• **Exercise objective**: The reply must consist of the entire listing, reproduced exactly.

┌─ Material to process

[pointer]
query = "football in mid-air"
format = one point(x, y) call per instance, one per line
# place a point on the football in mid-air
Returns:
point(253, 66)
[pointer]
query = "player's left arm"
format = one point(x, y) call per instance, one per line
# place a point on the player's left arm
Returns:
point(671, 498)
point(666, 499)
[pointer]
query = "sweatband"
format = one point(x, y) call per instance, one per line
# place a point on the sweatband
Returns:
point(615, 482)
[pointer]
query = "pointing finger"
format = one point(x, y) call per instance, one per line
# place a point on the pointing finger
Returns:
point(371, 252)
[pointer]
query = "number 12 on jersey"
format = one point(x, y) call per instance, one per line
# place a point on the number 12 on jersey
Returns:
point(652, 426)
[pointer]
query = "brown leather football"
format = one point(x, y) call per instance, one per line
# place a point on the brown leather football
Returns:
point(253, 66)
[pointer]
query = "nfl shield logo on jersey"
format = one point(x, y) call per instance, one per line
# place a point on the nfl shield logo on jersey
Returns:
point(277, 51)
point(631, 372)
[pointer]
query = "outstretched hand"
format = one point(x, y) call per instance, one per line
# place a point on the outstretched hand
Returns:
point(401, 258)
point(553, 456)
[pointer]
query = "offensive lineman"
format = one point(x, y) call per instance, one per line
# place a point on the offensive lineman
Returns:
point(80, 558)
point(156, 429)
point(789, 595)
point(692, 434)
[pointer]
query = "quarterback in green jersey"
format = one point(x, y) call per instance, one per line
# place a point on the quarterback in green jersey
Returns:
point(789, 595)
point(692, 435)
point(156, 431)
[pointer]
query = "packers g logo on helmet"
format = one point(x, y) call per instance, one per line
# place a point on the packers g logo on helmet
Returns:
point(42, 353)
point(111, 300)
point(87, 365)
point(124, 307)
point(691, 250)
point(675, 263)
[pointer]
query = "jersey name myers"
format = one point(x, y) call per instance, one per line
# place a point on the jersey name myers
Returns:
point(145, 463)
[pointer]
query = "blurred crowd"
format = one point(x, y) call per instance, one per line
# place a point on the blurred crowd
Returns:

└─

• **Solution to this problem**:
[pointer]
query = "football in mid-air"
format = one point(x, y) call per instance, one per line
# place a point on the football in mid-air
Returns:
point(253, 66)
[pointer]
query = "player's left arm"
format = one point(x, y) call per instance, one per line
# place a point on the player's left arm
Returns:
point(671, 498)
point(666, 499)
[pointer]
query = "sweatband"
format = one point(x, y) call per instance, one per line
# place a point on the sweatband
Returns:
point(615, 482)
[pointer]
query = "pointing finger"
format = one point(x, y) call per instance, one per line
# place a point on the pointing finger
Returns:
point(371, 252)
[pointer]
query = "number 12 on jersey"
format = one point(x, y) call per instance, one per line
# place a point on the number 12 on jersey
Returns:
point(652, 426)
[pointer]
query = "brown leather football"
format = one point(x, y) call per instance, one per line
# place a point on the brown leather football
Returns:
point(253, 66)
[pointer]
query = "nfl shield logo on jersey"
format = one point(x, y) call per instance, one per line
# place a point on the nfl shield logo on jersey
Returns:
point(277, 51)
point(631, 372)
[pointer]
query = "outstretched hand"
format = one point(x, y) call per instance, one per line
# place a point on the outstretched hand
Returns:
point(401, 258)
point(553, 456)
[pointer]
query = "offensive lineman"
format = one point(x, y) call per instance, one per line
# place a point on the offensive lineman
Returns:
point(80, 558)
point(156, 429)
point(789, 595)
point(692, 434)
[pointer]
query = "quarterback in green jersey"
format = one point(x, y) call per instance, one per line
# place a point on the quarterback in green jersey
Returns:
point(789, 595)
point(692, 435)
point(156, 431)
[pointer]
query = "packers g logo on helmet"
format = one point(x, y) call per instance, one per line
# place a point on the packers g logo on helmet
Returns:
point(42, 353)
point(111, 300)
point(87, 365)
point(124, 307)
point(691, 250)
point(675, 263)
[pointer]
query = "jersey name myers"
format = one point(x, y) call per instance, one per line
# place a point on the jersey name myers
Returns:
point(145, 463)
[pointer]
query = "blurred crowd"
format = one point(x, y) call per instance, one per line
# place a point on the blurred crowd
Returns:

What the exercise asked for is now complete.